--- The problem ---
Please retype every line of the material below exactly, leaving the pictures out of your answer.

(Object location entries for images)
▼

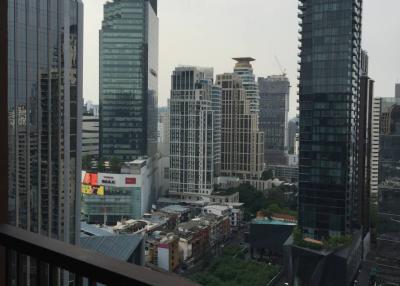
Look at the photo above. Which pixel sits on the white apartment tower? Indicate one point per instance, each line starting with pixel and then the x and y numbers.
pixel 242 144
pixel 195 106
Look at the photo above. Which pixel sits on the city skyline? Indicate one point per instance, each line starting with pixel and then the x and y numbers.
pixel 284 46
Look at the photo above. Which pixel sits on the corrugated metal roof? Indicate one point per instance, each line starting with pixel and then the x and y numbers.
pixel 117 246
pixel 88 230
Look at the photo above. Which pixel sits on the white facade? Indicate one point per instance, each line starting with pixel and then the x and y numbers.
pixel 192 131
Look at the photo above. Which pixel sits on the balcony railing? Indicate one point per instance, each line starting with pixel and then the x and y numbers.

▲

--- The output ---
Look at the photo above. Which pixel sits on the white apartment tower? Indicate one point per instance, each line starting with pixel and then the x and y numbers.
pixel 242 144
pixel 195 106
Look at the photo above. Which pixel sits on the city skyline? Indicate one point per instance, each line starting with pixel and then the x and y numbers.
pixel 284 46
Look at the photo above. Which pixel sits on the corrugated metal roof? Indicate one point per instance, each line starting with pixel and then the x and y numbers.
pixel 117 246
pixel 88 230
Look at the photo above. Which pixel sits on the white facade? Indicate one point per instance, each line starting with pixel and then the x and y numbers.
pixel 192 131
Look at the photo above. Which pixel sits on the balcony railing? Indicate one point per instance, each line starting with pixel and then the x and y numbers.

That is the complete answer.